Dataset rows on where objects appear
● ● ● ● ●

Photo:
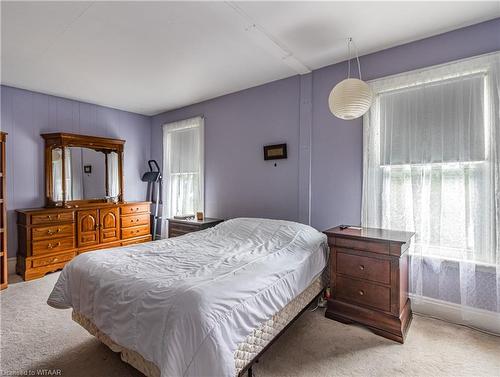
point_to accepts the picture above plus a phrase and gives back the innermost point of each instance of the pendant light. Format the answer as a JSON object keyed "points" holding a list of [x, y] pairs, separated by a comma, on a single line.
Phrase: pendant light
{"points": [[352, 97]]}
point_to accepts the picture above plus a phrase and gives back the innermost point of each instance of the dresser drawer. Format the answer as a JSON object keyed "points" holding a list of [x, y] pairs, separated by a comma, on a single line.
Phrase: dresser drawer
{"points": [[53, 245], [363, 293], [41, 262], [135, 220], [135, 208], [52, 218], [373, 269], [52, 231], [380, 247], [135, 231]]}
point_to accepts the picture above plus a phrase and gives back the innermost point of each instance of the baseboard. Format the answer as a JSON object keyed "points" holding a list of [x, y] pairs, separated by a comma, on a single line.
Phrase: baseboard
{"points": [[11, 265], [463, 315]]}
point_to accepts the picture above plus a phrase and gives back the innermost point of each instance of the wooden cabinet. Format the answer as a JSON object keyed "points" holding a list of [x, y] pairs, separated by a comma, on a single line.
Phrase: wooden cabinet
{"points": [[3, 215], [88, 231], [369, 279], [48, 238], [178, 227]]}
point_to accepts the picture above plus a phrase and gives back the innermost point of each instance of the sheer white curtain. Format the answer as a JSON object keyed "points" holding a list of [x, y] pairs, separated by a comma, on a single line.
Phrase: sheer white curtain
{"points": [[183, 162], [432, 166]]}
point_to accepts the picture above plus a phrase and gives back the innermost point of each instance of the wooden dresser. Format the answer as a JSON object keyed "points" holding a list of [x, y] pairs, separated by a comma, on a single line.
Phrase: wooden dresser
{"points": [[3, 215], [178, 227], [369, 279], [48, 238]]}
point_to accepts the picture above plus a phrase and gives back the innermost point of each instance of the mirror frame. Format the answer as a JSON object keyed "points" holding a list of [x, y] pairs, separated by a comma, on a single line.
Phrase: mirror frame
{"points": [[64, 140]]}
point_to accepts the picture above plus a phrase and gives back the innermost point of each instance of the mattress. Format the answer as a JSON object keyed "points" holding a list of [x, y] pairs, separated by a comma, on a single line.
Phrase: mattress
{"points": [[247, 350], [186, 304]]}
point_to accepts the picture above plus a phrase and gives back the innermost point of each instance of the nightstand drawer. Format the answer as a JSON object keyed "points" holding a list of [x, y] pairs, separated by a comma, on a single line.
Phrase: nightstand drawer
{"points": [[363, 293], [184, 227], [378, 270]]}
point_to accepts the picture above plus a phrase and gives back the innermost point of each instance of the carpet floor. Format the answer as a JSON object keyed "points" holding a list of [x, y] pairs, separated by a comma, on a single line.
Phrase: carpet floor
{"points": [[36, 337]]}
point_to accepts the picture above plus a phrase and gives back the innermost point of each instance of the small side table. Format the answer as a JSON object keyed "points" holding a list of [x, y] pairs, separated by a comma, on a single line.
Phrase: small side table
{"points": [[178, 227], [369, 279]]}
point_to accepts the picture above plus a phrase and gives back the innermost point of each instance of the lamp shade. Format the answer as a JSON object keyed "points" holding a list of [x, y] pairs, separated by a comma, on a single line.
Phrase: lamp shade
{"points": [[350, 99]]}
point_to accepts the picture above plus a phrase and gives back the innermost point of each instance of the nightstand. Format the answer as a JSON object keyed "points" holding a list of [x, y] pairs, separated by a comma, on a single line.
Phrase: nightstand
{"points": [[178, 227], [369, 279]]}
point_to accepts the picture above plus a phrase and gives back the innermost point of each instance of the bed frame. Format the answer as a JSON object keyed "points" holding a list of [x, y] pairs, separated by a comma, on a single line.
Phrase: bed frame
{"points": [[255, 360]]}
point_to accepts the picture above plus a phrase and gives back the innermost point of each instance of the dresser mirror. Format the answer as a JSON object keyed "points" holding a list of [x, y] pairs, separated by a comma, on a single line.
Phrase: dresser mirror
{"points": [[82, 169]]}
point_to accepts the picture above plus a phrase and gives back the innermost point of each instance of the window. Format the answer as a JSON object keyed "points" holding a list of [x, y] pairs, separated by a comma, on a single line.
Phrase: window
{"points": [[183, 167], [430, 159]]}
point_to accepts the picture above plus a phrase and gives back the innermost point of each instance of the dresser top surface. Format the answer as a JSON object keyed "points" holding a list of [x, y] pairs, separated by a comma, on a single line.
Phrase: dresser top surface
{"points": [[77, 207], [206, 220], [370, 233]]}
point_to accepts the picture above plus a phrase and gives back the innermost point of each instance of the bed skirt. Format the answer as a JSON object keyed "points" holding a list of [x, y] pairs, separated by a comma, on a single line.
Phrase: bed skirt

● ● ● ● ●

## What to do:
Reproduce every line of the material above verbatim, omitting the pictures.

## Correct answer:
Photo:
point_to accepts the picture above plus a phrase and gives back the innermost point of each instance of the pendant light. Format the answer as a JSON object keyed "points" holding a list of [x, y] pairs, separated by a comma, on a single line.
Phrase: pendant light
{"points": [[352, 97]]}
point_to accepts the picture above plus a phrase and gives back the innermost point of each instance of the dresser drawer. Format the answer as a JSON object keyed "points" holding a list of [x, y] pairs, separated by a comma, on a single line.
Phrase: dresser drawer
{"points": [[53, 245], [363, 293], [41, 262], [135, 220], [135, 208], [52, 218], [373, 269], [52, 231], [380, 247], [135, 231]]}
point_to accepts the picture above plus a phrase and gives back the innermost point of each instance of the baseboard. Format the answer as a JSON object keyed "points" holding a list of [x, y] pairs, separated by a comma, on a single line.
Phrase: baseboard
{"points": [[11, 265], [463, 315]]}
point_to accepts the picture above plus a phrase and gives back the innermost point of each instance of the wooden cabinet. Format the answer as a JSON object keyed "points" holding a list of [x, y] pairs, separated by a comma, on a single line.
Phrase: wooden cabinet
{"points": [[3, 215], [88, 231], [369, 279], [48, 238], [178, 227]]}
point_to accepts the picture above plus a phrase and gives back the innermost point of each instance of the sheer white curtain. Format the answer as a JSON object keyed "points" holding a list of [x, y] pairs, separated by a comma, on a single line.
Phrase: sheer white curtain
{"points": [[183, 162], [432, 166]]}
point_to accepts the picture above plus a phrase and gives back the innermost point of each instance of the wooden dresser. Format the answer as a JSON object keyed "points" holding a list of [x, y] pairs, separated by a comma, on a single line.
Phrase: wooden dresser
{"points": [[3, 215], [178, 227], [369, 279], [48, 238]]}
point_to accepts the picture above plus a phrase and gives back the innermost point of each instance of the mirror frame. Format the answer as a JSON object keyed "points" holding a list of [x, y] pairs, separated by a comma, on a single line.
Phrase: mirror frame
{"points": [[64, 140]]}
point_to accepts the picture above plus a phrase and gives back the innermost point of each instance of the mattress. Format the answer as a JSON object keyed "points" holding a list of [x, y] pairs, separated by a comma, on a single line.
Phrase: mattress
{"points": [[247, 350], [186, 304]]}
point_to accepts the picture above plus a phrase and gives back the innermost point of each instance of the nightstand drawer. Format the answer as a JSON object keyed "points" holding a list of [x, y] pairs, separated by a comma, on a single line.
Phrase: nightstand drawer
{"points": [[363, 293], [184, 227], [378, 270]]}
point_to accepts the picture above plus a phrase and gives back the innermost point of each instance of the carpet floor. Format the answer as a JSON object keyed "points" holding a list of [x, y] pairs, separated by a comma, on a single line.
Phrase: carpet floor
{"points": [[36, 337]]}
point_to accepts the picture above plus a phrase and gives back the innermost point of each instance of the small side table. Format the answer as a JSON object keyed "points" holding a list of [x, y] pairs, separated by a comma, on a single line.
Phrase: small side table
{"points": [[178, 227], [369, 279]]}
point_to accepts the picture above plus a phrase and gives back the innermost point of each instance of the lamp shade. Format the answer as a JSON object keyed "points" holding a list of [x, y] pairs, separated by a comma, on a single line.
Phrase: lamp shade
{"points": [[350, 99]]}
point_to accepts the picture above plus a phrase and gives back the innermost point of each instance of the nightstand. Format the answer as a JSON object keyed "points" holding a list of [x, y] pairs, separated by a comma, on a single line.
Phrase: nightstand
{"points": [[178, 227], [369, 279]]}
point_to accepts the picture above plus a phrase and gives back the innermost point of each instance of the bed frame. Format the answer as a JSON object keyed "points" holding a list of [x, y] pairs, separated by a comma, on a single line.
Phrase: bed frame
{"points": [[255, 360]]}
point_to accepts the picture above plus a phrase and gives back the innermost point of each instance of the dresser mirror. Format the answer as a JSON object keyed "points" holding a list of [x, y] pairs, separated by a comma, on a single line.
Phrase: dresser mirror
{"points": [[82, 169]]}
point_to accepts the picture above plus a phrase and gives back the innermost point of each instance of the window. Format the answer as a JSON object keyed "points" holding a list of [x, y] pairs, separated by a comma, on a single line.
Phrase: window
{"points": [[183, 167], [430, 159]]}
point_to accepts the picture above plus a phrase and gives back the innermost point of each instance of the dresser top surface. Format the answer as a JSON object keyed "points" holding a list of [x, y] pairs, separated by a comma, on a single line.
Phrase: dresser top surface
{"points": [[77, 207], [206, 220], [370, 233]]}
point_to accepts the picture above plus a phrase and gives back the innermost point of each instance of the bed skirt. Format the answer as a JSON object keyed "points" holding a list of [x, y] pairs, separated by a comma, on a single line.
Phrase: bed skirt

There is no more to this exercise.